#### Exercise objective:
Gather every line below that contains the string "floor", treating uppercase and lowercase letters as distinct.

%%

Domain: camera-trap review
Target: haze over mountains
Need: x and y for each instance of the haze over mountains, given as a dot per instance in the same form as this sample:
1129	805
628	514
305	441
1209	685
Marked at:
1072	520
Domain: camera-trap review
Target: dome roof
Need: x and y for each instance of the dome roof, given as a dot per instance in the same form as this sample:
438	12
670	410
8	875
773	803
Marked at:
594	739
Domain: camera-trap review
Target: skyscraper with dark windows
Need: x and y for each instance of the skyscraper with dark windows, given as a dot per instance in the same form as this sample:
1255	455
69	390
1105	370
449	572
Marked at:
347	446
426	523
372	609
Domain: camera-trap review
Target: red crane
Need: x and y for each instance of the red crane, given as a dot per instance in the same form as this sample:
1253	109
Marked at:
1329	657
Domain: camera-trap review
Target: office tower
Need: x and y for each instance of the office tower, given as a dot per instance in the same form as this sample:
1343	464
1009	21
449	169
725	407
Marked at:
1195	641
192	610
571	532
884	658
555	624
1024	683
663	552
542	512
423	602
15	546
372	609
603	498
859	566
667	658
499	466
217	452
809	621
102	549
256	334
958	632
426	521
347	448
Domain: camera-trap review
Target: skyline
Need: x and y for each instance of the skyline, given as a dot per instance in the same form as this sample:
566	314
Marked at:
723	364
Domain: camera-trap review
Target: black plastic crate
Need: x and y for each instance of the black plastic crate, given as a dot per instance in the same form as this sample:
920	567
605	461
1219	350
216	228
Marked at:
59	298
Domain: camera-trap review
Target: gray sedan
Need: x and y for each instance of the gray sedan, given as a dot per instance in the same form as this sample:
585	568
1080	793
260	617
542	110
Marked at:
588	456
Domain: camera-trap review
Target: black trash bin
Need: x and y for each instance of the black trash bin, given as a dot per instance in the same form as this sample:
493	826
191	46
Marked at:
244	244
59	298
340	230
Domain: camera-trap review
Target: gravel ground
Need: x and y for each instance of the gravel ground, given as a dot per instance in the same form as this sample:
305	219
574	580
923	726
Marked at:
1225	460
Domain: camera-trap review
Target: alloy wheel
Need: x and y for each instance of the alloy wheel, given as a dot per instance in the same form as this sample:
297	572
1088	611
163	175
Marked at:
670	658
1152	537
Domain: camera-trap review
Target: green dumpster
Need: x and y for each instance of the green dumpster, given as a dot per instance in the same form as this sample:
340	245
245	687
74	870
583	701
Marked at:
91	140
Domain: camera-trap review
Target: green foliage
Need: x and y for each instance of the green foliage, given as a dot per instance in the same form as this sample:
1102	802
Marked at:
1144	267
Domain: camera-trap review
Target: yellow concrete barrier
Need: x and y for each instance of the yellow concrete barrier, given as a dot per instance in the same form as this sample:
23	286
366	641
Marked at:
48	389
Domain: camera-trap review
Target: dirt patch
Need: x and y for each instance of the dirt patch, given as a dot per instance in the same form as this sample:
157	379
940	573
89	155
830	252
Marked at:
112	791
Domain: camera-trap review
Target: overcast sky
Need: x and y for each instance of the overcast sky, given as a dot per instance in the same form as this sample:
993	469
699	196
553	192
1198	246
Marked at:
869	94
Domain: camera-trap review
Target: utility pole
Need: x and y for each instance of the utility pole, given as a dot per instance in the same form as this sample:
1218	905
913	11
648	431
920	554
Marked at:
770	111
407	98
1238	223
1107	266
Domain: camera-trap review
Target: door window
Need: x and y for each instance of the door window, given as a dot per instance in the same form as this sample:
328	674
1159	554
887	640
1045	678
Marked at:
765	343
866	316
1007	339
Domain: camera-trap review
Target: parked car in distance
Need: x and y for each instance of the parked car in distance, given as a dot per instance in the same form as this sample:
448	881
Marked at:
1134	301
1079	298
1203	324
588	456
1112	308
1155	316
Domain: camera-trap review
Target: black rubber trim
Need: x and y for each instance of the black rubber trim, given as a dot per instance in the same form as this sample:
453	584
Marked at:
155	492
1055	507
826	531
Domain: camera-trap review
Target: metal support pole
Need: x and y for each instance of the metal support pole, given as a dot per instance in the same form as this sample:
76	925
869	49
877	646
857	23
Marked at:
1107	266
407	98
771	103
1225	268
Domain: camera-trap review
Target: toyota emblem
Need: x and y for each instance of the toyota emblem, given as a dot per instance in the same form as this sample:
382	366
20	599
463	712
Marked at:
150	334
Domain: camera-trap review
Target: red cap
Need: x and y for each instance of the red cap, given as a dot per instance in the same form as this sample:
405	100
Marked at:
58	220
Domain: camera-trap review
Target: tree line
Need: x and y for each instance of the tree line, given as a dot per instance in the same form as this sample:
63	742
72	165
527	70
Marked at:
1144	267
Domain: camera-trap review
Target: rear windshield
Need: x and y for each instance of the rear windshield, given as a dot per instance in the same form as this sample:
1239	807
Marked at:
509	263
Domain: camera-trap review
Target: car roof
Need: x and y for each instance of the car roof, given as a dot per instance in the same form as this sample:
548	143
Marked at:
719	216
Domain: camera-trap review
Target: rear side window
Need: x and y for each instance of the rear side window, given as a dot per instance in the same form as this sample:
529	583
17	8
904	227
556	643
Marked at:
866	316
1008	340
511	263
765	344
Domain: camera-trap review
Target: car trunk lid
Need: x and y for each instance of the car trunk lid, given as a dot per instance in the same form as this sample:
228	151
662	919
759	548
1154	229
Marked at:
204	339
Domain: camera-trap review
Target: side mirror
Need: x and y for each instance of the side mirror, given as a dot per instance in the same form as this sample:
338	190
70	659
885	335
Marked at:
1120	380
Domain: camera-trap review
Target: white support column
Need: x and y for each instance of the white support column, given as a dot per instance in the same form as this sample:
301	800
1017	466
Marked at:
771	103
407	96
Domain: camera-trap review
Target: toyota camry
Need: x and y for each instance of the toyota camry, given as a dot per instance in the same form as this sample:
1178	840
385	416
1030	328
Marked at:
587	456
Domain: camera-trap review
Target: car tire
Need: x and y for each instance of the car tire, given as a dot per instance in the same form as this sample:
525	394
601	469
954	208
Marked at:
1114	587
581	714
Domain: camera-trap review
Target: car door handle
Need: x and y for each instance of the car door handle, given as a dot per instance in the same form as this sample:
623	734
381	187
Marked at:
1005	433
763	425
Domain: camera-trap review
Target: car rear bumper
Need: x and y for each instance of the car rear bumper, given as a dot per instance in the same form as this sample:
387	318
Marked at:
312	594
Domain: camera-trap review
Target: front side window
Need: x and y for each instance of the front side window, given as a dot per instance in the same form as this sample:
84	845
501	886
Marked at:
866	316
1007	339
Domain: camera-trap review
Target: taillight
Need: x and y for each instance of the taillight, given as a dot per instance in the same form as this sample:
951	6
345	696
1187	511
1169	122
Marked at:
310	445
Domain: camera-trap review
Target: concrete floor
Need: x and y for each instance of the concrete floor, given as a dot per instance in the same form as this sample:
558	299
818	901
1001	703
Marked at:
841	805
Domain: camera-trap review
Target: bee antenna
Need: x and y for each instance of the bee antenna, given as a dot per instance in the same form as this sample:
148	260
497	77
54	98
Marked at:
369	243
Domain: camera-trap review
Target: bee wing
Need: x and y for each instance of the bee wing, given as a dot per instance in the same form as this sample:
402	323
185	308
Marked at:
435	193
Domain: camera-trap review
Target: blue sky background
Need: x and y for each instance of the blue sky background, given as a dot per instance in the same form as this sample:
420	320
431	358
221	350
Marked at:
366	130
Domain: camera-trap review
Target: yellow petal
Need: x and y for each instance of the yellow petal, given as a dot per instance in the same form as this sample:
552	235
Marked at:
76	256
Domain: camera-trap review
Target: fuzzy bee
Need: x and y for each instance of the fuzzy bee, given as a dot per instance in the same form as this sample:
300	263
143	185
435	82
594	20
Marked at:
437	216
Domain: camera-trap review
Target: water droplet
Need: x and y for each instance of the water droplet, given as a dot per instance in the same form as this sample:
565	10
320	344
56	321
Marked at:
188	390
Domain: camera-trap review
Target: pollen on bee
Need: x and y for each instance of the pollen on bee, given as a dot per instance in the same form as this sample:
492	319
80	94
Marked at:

%%

#### Output for this exercise:
Target: concrete floor
Need: x and y for each instance of the concrete floor, given as a dot per instance in the same form as this sample:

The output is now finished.